### PROVIDED PASSAGE
***
Some Yukon participants in the war stood out from the rest, either by what they wrote or by what others wrote about them. George and Martha Black and Howard Grestock fit into the former category. Joe Boyle and James Murdoch Christie fit into the latter. Although many displayed individual acts of bravery, these latter two men stand out for their heroic accomplishments. The efforts of the women who remained at home in the Yukon to raise funds for patriotic purposes also demanded attention.
I have woven together these disparate accounts into what I hope is a compelling and informative overview of what happened to people of the Yukon during World War I. I hope that it opens doors to the past that others will choose to enter. I do not consider myself an expert in the history of war, but I think that I share that with the hundreds of brave souls who volunteered for what they saw as a noble purpose.
Introduction
It was impossible for the men and women of the Yukon to imagine what lay before them when they answered the call to war between 1914 and 1918. The Yukon was not the most distant region of the British Empire, but it was certainly the most isolated. Spawned by the Klondike gold rush that started in 1896, the Yukon came into existence on June 13, 1898. Dawson City, its capital, rose almost fully formed from the swampy land at the confluence of the Yukon and Klondike Rivers, only a short distance from the Arctic Circle, in the span of two years. At the peak of the gold rush, it was said to be the largest city west of Winnipeg, and it had all the conveniences of any modern city of that time period. In fact, it came to be known as the “Paris of the North.”
Dawson City wasn’t easy to get to. During the gold rush, it would take months for a man to haul his year’s supplies over the rocky trails of the mountainous Pacific coast and down the system of rivers and lakes, more than 900 kilometres into the heart of a wilderness. This journey was shared by tens of thousands of northern Argonauts. Even after the community had settled into Victorian respectability, it was subject to the tenuous chain of transportation links that started with ocean liners travelling from Vancouver, Victoria or Seattle to Skagway, Alaska, followed by a train ride on the White Pass and Yukon Route railway through the mountains to Whitehorse, and concluded with a two-day journey downriver by sternwheel riverboat. The winters were worse. Once the Yukon froze up in the subarctic autumn, all transportation ceased until the ice on the rivers was safe to cross and the snow was deep enough to allow sleighs to be drawn by horses through the arctic half-light at temperatures reaching fifty degrees below zero. It was a place where you could get away from it all, as many did.
***
### DATA SECTION
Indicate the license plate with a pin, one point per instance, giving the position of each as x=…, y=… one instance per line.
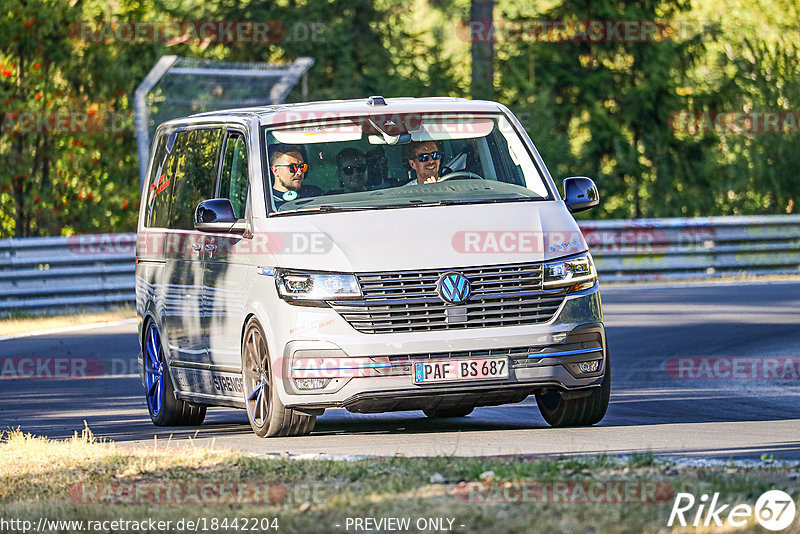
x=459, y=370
***
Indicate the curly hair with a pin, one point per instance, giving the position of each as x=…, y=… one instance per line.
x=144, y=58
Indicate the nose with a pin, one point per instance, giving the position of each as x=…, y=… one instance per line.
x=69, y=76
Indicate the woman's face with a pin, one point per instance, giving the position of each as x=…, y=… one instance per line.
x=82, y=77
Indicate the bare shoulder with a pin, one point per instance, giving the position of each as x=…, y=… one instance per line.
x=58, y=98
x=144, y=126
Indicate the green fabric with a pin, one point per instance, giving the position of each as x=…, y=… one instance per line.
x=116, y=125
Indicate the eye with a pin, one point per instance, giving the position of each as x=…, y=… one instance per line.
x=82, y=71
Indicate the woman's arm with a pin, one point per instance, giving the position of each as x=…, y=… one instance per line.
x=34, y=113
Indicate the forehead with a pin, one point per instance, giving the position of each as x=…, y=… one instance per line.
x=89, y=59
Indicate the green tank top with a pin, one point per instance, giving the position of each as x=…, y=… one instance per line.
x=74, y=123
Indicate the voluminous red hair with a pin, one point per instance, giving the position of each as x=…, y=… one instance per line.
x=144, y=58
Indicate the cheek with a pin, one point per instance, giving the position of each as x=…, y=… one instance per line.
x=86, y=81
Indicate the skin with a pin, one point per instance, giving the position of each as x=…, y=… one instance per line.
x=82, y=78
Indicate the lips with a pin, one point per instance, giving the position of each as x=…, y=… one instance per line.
***
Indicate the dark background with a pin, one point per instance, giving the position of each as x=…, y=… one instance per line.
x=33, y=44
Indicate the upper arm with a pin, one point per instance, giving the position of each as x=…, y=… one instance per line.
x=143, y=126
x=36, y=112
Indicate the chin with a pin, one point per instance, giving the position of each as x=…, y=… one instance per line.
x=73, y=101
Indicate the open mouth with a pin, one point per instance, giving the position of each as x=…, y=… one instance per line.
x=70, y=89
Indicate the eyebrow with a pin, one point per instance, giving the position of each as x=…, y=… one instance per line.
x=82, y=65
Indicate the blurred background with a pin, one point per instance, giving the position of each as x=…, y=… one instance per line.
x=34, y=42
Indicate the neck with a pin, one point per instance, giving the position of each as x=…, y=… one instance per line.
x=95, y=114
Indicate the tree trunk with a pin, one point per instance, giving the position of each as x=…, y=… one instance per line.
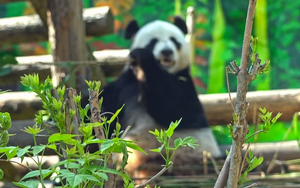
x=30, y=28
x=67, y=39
***
### ACTIVITY LIST
[1] According to the Yukon history excerpt, on what date did the Yukon come into existence?
[2] Echo the Yukon history excerpt word for word from "I have woven" to "a noble purpose.".
[3] Carry on the Yukon history excerpt from the point where it stops.

### TASK-BY-TASK ANSWERS
[1] June 13, 1898

[2]
I have woven together these disparate accounts into what I hope is a compelling and informative overview of what happened to people of the Yukon during World War I. I hope that it opens doors to the past that others will choose to enter. I do not consider myself an expert in the history of war, but I think that I share that with the hundreds of brave souls who volunteered for what they saw as a noble purpose.

[3]
The Yukon, long inhabited by First Nations people, had remained undisturbed by European intrusion until the mid-nineteenth century. Then gold was discovered. The earliest prospectors first came into the Yukon River valley in 1873, but it was another decade before they started to trickle into the region in any significant numbers. Buoyed up by optimism that the great find would someday be discovered, these hardy individualists moved from one promising prospect to another, looking for the pay streak.1
Gold was discovered on the Fortymile River in 1886, and the following year, the small town of Forty Mile grew up and served as the centre of mining in the region for the next decade. More gold was discovered on the nearby creeks of the Sixtymile River, and then at Birch Creek in Alaska. By 1896, sixteen hundred prospectors and miners had come into the Yukon River valley to search for the yellow metal.
All of this changed dramatically when Keish (a First Nation man from Tagish, also known as Skookum Jim), the brother-in-law of an American prospector named George Washington Carmack, discovered gold on Rabbit Creek, a tributary of the Klondike River, in August 1896. Rabbit Creek was quickly renamed Bonanza Creek. This was the gold discovery that everyone had been waiting for, and thousands more hopeful prospectors flocked to the Yukon with dreams of becoming rich.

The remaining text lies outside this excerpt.